### ENTRIES PROVIDED
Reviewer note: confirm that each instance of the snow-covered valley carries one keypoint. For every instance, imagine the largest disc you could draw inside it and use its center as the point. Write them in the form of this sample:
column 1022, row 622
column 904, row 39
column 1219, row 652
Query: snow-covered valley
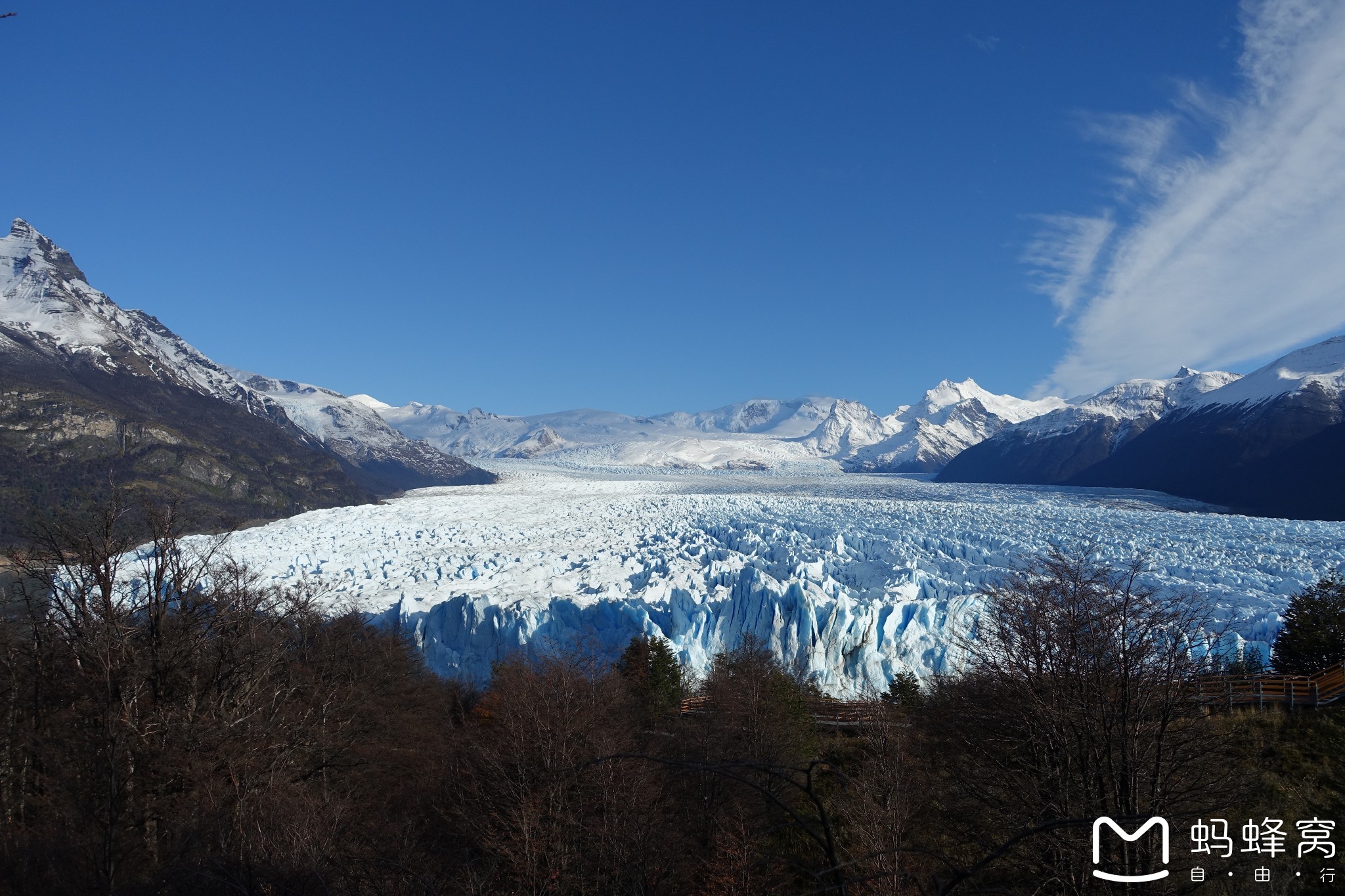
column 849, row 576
---
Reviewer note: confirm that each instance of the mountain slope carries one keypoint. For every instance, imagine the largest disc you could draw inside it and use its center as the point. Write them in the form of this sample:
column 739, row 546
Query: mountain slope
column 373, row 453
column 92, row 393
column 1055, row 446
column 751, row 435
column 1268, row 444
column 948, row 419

### TASK BRIEF
Reproduce the data from the line with "Reviewer note: confirm that each instance of the snow-covered" to the line with "column 849, row 576", including both of those lines. Leave the pictures out of your copy.

### FINISHED EXERCISE
Reviewer note: confirm that each instance of the snow-covered valley carries one keypoint. For every instance, imagine the largest disc you could draw inside it and use its center as the point. Write them in the form of this sample:
column 1022, row 622
column 904, row 39
column 1219, row 652
Query: snow-covered valley
column 849, row 576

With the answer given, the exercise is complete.